== Ćwiczenie 1 ==
Zredaguj fragment tekstu o książce Litwinienki, który zaczyna się od słów zawierających „Straszna, porywająca i”, a kończy na „adresami konspiracyjnych dziupli.”, zastępując w nim „ucieczką” wyrazem „dezercją”.
== Ćwiczenie 2 ==
Wypisz wszystkie osoby, które w tekście o książce Litwinienki występują z nazwiska.

== Tekst do przeczytania ==
★ ★ ★ ★

Straszna, porywająca i potrzebna.
Wiktor Suworow o książce
Litwinienko pokazuje, że „tarcza i miecz” partii, w rzeczywistości jest ogromną strukturą kryminalną.
Władimir Bukowski o książce
Fragment książki:
Akram Murtazajew
Uwagi dziennikarza:
Zbieg ze Służb Specjalnych – to awanturnicza a zarazem przejmująca historia. Dziesiątki wersji, setki domysłów, tysiące niedomówień. Mamy do czynienia z osobliwą ucieczką. Nie uciekł – „biały kołnierzyk”, nie szpieg z szyframi, kodami i adresami konspiracyjnych dziupli.
Uciekł – człowiek od czarnej roboty. Pies gończy. Spec. Uciekł sam – bez pomocy obcych rezydentów. To po pierwsze. Panika w FSB była zupełnie zrozumiała: on zbyt dużo wie. Specsłużby nie boją się jego kontaktów z zachodnim kontrwywiadem. Najgorsza jest dla nich świadomość, że dowie się o tym naród rosyjski. Wszystko, czym się zajmował – to walka z terroryzmem i korupcją. A korupcja niestety przenikła do wszystkich struktur władzy, do kremlowskich gabinetów. Tak czy owak jest to tajemnica państwowa. Oficer, przez czyjeś niedopatrzenie, pracował w najbardziej tajnym wydziale FSB – URPO (rozpracowujące przestępczość zorganizowaną). Ten wydział zajmował się „likwidowaniem źródeł stwarzających zagrożenie dla bezpieczeństwa narodowego”. Mówiąc zwyczajnie – działaniami pozaprawnymi. Na zewnątrz wszystko wyglądało optymistycznie:
jest przestępca, nie można go jednak unieszkodliwić w sposób legalny, ale można użyć kuli. Cały sekret tkwi w tym, że System sam decydował, które „źródło” stanowi zagrożenie dla bezpieczeństwa narodowego, i sam je likwidował. To znaczy, że specsłużby same sobie wystawiały licencję na zabijanie.
W historii bezpieczeństwa narodowego już funkcjonowała struktura zajmująca się „neutralizacją źródeł stanowiących zagrożenie narodowe” – Czwarty Wydział NKWD, któremu przewodził znamienity Paweł Sudopłatow, za sprawą Berii posadzony na piętnaście lat do więzienia. Potem go rehabilitowali, i stał się wśród czekistów legendarną postacią. W ich pojęciu, on nie zdradził Ojczyzny, tylko niewygodnych ludzi likwidował. Potem na Łubiance „zrehabilitowano” również i Czwarty Wydział.

★ ★ ★ ★

== Dostarczone dane ==

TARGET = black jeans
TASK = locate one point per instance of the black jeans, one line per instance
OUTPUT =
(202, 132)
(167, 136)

★ ★ ★ ★

== Pełna odpowiedź 1 ==
Straszna, porywająca i potrzebna.
Wiktor Suworow o książce
Litwinienko pokazuje, że „tarcza i miecz” partii, w rzeczywistości jest ogromną strukturą kryminalną.
Władimir Bukowski o książce
Fragment książki:
Akram Murtazajew
Uwagi dziennikarza:
Zbieg ze Służb Specjalnych – to awanturnicza a zarazem przejmująca historia. Dziesiątki wersji, setki domysłów, tysiące niedomówień. Mamy do czynienia z osobliwą dezercją. Nie uciekł – „biały kołnierzyk”, nie szpieg z szyframi, kodami i adresami konspiracyjnych dziupli.

== Pełna odpowiedź 2 ==
Wiktor Suworow, Władimir Bukowski, Litwinienko, Akram Murtazajew, Paweł Sudopłatow, Beria